> _Tekstblok_
*-*-*

201704635/2/A3.
Datum uitspraak: 30 juni 2017
AFDELING
BESTUURSRECHTSPRAAK
Uitspraak van de voorzieningenrechter van de Afdeling bestuursrechtspraak van de Raad van State op de verzoeken om het treffen van een voorlopige voorziening (artikel 8:81 van de Algemene wet bestuursrecht) hangende de hoger beroepen van:
1. [verzoeker sub 1], wonend te Boxmeer,
2. de burgemeester van Boxmeer,
tegen de uitspraak van de voorzieningenrechter van de rechtbank Oost-Brabant (hierna: de rechtbank) van 11 mei 2017 in zaak nrs. 17/1225 en 17/1218 in het geding tussen:
[verzoeker sub 1]
en
de burgemeester.

*-*-*

> _Gegevensextract_
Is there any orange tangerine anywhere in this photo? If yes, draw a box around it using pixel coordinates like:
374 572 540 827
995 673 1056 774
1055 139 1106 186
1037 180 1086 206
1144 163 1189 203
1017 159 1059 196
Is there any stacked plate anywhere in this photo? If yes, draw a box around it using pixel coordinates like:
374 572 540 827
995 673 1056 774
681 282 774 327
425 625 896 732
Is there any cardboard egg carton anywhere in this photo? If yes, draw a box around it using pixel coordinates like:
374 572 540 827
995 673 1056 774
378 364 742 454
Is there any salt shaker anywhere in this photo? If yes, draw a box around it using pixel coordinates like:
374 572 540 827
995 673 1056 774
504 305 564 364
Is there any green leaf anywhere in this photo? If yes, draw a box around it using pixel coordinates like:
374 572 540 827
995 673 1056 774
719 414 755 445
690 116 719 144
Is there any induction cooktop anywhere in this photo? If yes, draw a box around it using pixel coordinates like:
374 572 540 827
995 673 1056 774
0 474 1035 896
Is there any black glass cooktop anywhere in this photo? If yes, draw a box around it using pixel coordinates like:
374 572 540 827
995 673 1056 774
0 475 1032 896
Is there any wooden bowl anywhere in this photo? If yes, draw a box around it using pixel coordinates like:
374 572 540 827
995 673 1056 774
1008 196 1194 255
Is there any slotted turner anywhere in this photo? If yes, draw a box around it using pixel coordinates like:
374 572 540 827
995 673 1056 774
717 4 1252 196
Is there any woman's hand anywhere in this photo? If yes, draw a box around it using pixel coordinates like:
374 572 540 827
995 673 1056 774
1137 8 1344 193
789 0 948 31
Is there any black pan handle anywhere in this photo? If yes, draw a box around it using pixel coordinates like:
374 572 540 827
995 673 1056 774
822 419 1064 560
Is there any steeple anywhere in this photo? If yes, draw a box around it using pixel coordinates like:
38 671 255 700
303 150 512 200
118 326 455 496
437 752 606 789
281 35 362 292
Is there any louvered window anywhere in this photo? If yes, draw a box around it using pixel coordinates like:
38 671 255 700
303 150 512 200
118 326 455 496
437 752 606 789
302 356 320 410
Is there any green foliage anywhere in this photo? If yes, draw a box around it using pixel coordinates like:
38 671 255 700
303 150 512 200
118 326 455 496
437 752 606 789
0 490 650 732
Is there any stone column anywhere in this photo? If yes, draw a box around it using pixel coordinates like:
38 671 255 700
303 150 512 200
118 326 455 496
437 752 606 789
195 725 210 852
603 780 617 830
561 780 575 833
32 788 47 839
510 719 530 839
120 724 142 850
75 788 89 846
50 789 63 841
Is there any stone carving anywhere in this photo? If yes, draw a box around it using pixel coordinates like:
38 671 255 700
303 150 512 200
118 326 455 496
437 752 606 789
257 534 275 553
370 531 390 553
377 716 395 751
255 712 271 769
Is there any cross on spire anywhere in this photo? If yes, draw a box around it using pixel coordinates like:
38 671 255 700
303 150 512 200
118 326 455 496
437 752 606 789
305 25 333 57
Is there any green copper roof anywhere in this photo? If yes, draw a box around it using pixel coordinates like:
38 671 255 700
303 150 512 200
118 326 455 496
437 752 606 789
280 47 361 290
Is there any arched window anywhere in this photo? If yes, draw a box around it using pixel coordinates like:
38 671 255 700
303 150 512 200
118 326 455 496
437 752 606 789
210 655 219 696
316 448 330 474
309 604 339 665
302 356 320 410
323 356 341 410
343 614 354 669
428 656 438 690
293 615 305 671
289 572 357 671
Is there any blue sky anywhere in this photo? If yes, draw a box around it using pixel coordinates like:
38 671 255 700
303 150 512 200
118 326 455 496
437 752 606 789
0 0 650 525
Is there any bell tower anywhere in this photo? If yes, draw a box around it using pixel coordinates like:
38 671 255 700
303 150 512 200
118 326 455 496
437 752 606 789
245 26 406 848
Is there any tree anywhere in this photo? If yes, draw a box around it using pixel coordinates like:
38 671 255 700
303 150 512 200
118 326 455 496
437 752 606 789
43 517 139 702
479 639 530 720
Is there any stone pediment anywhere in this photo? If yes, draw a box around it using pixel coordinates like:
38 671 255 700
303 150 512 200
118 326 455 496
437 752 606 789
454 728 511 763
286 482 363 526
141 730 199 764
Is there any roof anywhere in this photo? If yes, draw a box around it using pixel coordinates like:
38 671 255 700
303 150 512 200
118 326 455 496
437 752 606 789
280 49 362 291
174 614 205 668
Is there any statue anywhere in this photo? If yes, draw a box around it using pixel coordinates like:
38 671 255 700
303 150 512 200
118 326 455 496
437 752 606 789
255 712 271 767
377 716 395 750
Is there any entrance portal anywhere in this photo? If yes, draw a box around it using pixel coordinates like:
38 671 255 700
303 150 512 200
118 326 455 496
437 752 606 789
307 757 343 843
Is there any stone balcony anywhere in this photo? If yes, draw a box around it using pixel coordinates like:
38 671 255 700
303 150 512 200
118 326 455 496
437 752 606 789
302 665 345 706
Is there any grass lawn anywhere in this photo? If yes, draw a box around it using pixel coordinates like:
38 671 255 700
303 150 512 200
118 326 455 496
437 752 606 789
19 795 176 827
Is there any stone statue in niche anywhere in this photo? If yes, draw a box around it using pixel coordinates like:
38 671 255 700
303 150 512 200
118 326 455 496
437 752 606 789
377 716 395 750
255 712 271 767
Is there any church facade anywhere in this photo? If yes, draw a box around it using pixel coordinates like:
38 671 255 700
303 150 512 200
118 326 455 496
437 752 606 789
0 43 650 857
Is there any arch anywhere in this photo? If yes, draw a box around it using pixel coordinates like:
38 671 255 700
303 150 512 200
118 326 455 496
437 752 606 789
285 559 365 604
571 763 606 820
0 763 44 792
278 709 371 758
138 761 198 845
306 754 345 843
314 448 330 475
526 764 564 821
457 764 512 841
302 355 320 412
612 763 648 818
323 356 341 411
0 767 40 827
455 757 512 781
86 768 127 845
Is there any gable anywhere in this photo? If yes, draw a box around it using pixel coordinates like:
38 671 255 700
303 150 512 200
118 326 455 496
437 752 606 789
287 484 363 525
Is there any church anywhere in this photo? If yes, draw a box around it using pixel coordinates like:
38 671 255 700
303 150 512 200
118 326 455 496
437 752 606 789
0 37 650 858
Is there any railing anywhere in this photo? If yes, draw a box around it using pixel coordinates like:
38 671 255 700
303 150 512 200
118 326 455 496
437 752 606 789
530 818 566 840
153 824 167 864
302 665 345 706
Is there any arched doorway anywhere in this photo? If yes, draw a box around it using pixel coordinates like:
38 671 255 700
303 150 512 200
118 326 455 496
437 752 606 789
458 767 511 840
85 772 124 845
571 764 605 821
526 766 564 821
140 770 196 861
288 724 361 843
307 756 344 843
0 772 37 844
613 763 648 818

*-*-*

> _Vereiste handelingen_
A) Geef voor elk van de volgende beweringen aan of ze overeenstemt met het tekstblok, met ja of nee en de doorslaggevende woorden letterlijk geciteerd: (i) de uitspraak van de rechtbank dateert van 11 mei 2017; (ii) verzoeker sub 1 woont in Eindhoven; (iii) het verzoek betreft een voorlopige voorziening op grond van artikel 8:81 van de Algemene wet bestuursrecht.
B) Herhaal uit het tekstblok letterlijk de passage van "201704635/2/A3." tot en met "de burgemeester.".

> _Uitvoer per taak_
A)
(i) Ja: "van 11 mei 2017"
(ii) Nee: "wonend te Boxmeer"
(iii) Ja: "artikel 8:81 van de Algemene wet bestuursrecht"

B)
201704635/2/A3.
Datum uitspraak: 30 juni 2017
AFDELING
BESTUURSRECHTSPRAAK
Uitspraak van de voorzieningenrechter van de Afdeling bestuursrechtspraak van de Raad van State op de verzoeken om het treffen van een voorlopige voorziening (artikel 8:81 van de Algemene wet bestuursrecht) hangende de hoger beroepen van:
1. [verzoeker sub 1], wonend te Boxmeer,
2. de burgemeester van Boxmeer,
tegen de uitspraak van de voorzieningenrechter van de rechtbank Oost-Brabant (hierna: de rechtbank) van 11 mei 2017 in zaak nrs. 17/1225 en 17/1218 in het geding tussen:
[verzoeker sub 1]
en
de burgemeester.